Activity: Without the pictures, return each record as it appears.

Recorded data:
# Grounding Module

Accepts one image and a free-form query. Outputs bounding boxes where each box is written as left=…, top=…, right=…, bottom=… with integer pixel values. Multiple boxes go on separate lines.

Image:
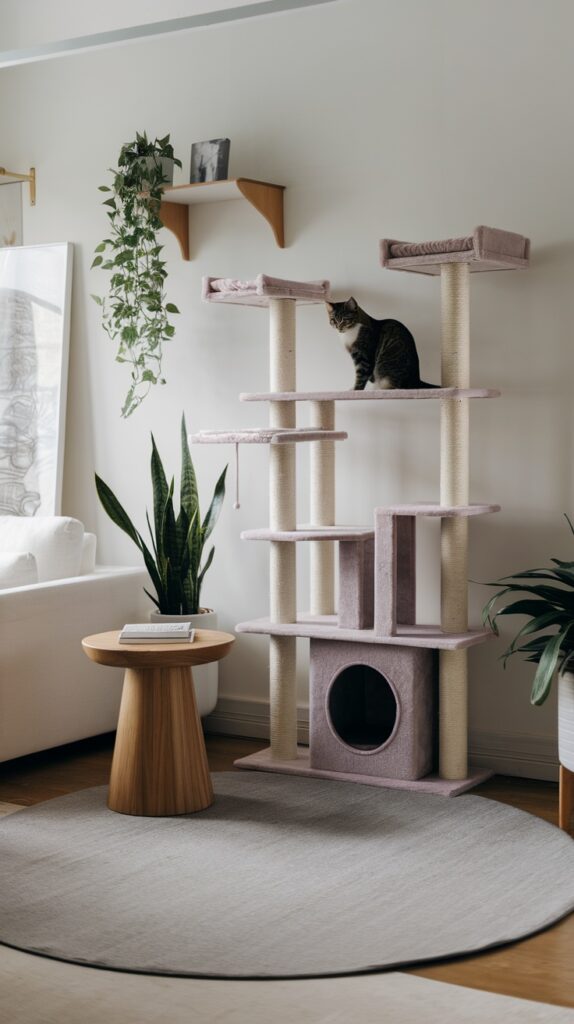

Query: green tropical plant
left=95, top=415, right=227, bottom=615
left=482, top=514, right=574, bottom=706
left=91, top=132, right=182, bottom=418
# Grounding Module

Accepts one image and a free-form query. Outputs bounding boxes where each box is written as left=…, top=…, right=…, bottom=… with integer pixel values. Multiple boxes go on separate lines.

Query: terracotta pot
left=149, top=609, right=218, bottom=718
left=558, top=670, right=574, bottom=772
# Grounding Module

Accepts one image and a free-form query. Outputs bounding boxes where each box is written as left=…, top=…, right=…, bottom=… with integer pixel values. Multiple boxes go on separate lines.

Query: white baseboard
left=205, top=696, right=309, bottom=745
left=205, top=698, right=559, bottom=782
left=469, top=729, right=558, bottom=782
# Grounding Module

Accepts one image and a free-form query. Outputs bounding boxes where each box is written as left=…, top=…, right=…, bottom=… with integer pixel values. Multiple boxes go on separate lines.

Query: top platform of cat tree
left=380, top=226, right=530, bottom=275
left=202, top=274, right=331, bottom=306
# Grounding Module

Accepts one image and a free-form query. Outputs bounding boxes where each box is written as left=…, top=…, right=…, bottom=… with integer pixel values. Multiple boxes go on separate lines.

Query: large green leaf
left=530, top=625, right=573, bottom=706
left=491, top=599, right=551, bottom=627
left=488, top=581, right=574, bottom=610
left=505, top=610, right=571, bottom=656
left=202, top=466, right=228, bottom=542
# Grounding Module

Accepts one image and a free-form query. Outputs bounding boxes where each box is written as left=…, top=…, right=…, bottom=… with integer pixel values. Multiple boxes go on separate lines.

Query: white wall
left=1, top=0, right=573, bottom=778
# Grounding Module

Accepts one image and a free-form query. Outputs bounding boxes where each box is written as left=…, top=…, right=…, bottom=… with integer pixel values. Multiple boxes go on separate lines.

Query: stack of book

Task response:
# Grounding Module

Accepts one image and a free-form query. Outputs bounding boxes where each box is written as left=…, top=…, right=…, bottom=… with integer pixel values. Multiple boxes go on separate lines.

Image:

Query: green tropical plant
left=95, top=415, right=227, bottom=615
left=482, top=514, right=574, bottom=706
left=91, top=132, right=182, bottom=418
# Grounding Module

Accepts one image and a free-form query. Outputs bounding boxes where each box is written as left=…, top=…, right=…, bottom=… with integer pixel values. Multiple boxes go on separate lines.

Query: terracotta pot
left=149, top=609, right=218, bottom=718
left=558, top=670, right=574, bottom=772
# Grounding Module

Accepts one image and a free-form query. Outputs bounding boxes where each box is written as left=…, top=…, right=…, bottom=… with integer pixel values. Multiple boxes go on separate lines.

Query: white baseboard
left=205, top=696, right=309, bottom=745
left=205, top=698, right=559, bottom=782
left=469, top=729, right=558, bottom=782
# Grounding Module

Accepts one image and a free-form query. Outputs bounding boxes where each box is written as left=…, top=…, right=…, bottom=… with integer pixel values. Multiple boxes go on separate lines.

Query: top platform of cat tree
left=380, top=226, right=530, bottom=275
left=202, top=274, right=331, bottom=306
# Grounding Module

Accepts one image and a free-form query. Outputs bounding boxes where each box is written as left=…, top=…, right=…, bottom=… with integer pixel values. Multiple boxes go on separate lines.

Query: large green leaf
left=530, top=625, right=573, bottom=706
left=491, top=599, right=551, bottom=627
left=488, top=581, right=574, bottom=610
left=505, top=610, right=571, bottom=656
left=202, top=466, right=228, bottom=542
# Grounding Module

Accepts one image and a free-form query. Outputs bounding boxes where each box is written as left=…, top=…, right=…, bottom=… with integer pixel values. Multiple boxes go on separate lines.

Query: white wall
left=1, top=0, right=573, bottom=778
# Grounding Module

Accepts one image and a free-form query. Outputs bounding boxes where each box is written as left=…, top=…, right=…, bottom=… with integer pixel values. Multiple boxes go on separate lines.

Query: stack of book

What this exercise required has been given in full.